### Set exercise
How many of the lines below contain the word "tile"? Reply with the number alone.

### Data shown
————

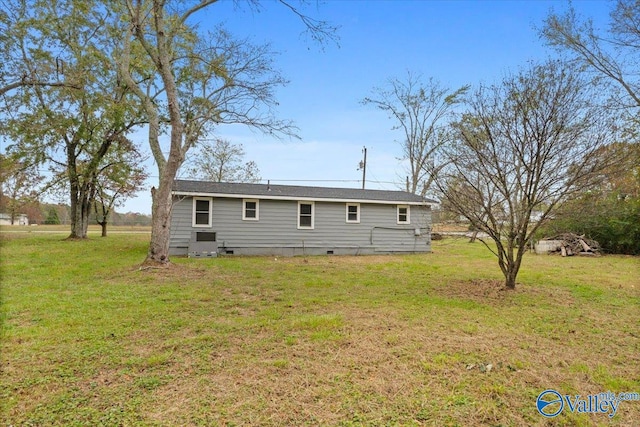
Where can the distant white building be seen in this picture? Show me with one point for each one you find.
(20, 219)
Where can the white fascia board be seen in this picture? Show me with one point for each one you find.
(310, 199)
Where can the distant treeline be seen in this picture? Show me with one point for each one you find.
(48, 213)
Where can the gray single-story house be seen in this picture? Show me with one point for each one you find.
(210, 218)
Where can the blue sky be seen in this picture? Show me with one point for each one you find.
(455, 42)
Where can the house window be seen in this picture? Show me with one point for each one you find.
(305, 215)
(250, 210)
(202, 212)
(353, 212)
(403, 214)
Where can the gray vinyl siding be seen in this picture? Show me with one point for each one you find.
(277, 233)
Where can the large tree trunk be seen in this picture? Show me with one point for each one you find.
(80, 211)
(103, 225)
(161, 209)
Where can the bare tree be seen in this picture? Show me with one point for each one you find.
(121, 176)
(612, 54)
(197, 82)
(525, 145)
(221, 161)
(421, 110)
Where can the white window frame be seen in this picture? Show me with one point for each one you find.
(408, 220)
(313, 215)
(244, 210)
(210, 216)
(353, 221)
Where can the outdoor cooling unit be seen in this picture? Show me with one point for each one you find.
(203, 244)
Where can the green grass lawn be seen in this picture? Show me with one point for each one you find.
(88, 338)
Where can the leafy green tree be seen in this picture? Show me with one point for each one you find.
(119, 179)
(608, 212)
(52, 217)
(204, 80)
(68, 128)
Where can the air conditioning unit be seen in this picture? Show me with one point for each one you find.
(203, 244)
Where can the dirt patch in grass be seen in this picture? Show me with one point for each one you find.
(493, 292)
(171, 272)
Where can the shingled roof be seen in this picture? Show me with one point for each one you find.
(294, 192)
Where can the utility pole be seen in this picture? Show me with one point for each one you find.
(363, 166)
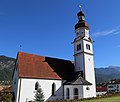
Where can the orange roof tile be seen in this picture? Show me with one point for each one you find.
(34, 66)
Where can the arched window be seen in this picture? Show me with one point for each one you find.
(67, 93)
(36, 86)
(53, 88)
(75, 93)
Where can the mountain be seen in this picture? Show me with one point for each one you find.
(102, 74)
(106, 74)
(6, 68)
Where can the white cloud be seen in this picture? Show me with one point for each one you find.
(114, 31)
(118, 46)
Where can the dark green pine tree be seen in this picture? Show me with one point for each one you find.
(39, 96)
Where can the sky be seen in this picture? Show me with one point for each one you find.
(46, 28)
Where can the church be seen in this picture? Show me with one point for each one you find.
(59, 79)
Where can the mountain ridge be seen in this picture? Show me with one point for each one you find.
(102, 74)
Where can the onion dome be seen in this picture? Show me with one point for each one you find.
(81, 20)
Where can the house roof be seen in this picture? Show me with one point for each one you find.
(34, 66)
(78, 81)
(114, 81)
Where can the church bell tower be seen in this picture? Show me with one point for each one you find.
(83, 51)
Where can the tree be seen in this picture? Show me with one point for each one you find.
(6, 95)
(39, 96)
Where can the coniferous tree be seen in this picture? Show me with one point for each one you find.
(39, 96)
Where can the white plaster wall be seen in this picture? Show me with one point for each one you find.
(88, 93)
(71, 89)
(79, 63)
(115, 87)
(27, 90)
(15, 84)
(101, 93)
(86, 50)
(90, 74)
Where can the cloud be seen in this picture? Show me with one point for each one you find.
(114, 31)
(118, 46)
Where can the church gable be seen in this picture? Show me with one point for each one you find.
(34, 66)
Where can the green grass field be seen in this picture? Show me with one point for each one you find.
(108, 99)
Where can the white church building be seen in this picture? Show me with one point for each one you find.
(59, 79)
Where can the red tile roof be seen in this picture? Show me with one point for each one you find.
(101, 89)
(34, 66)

————

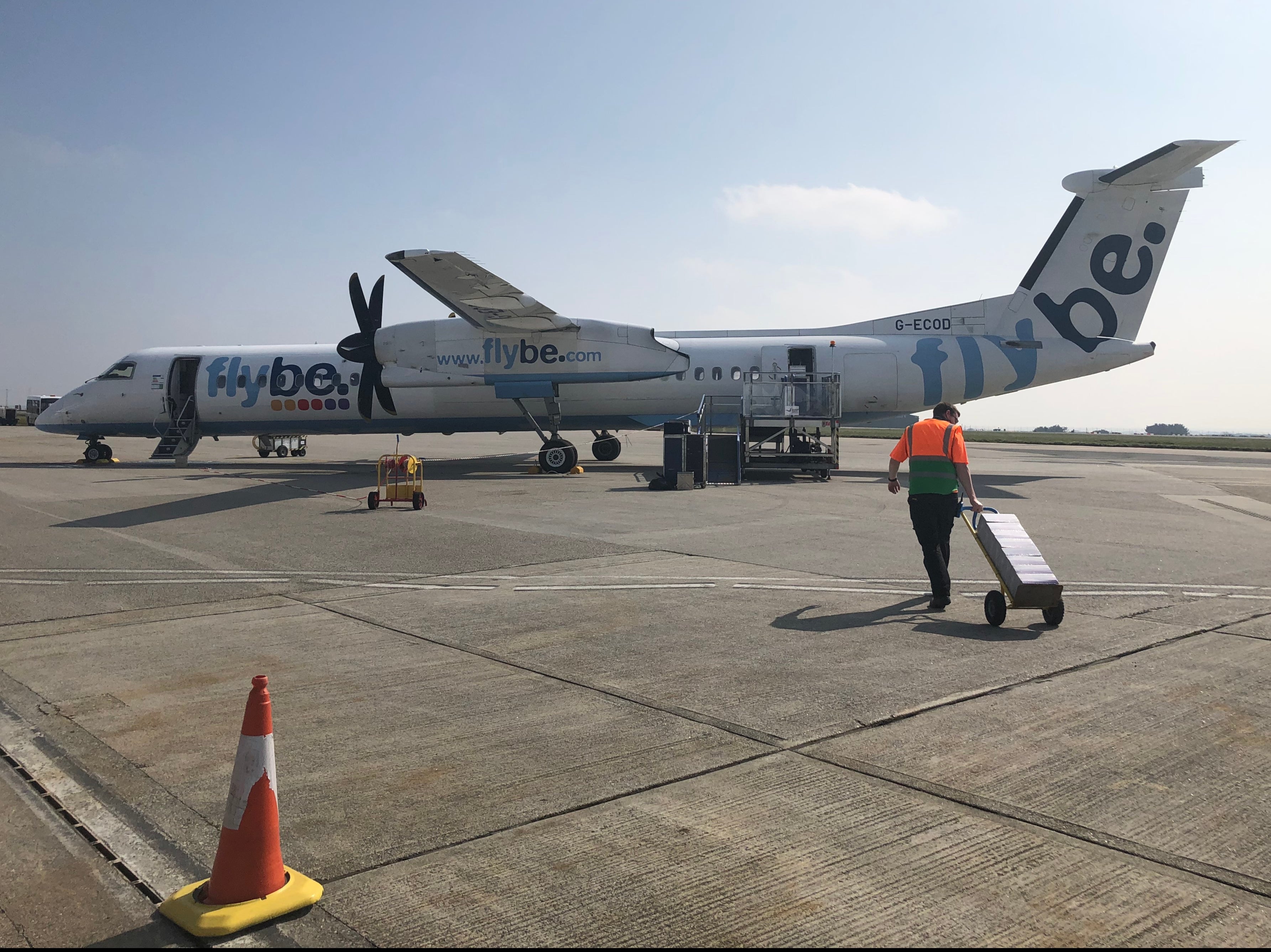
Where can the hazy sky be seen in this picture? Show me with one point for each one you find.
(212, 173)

————

### The response
2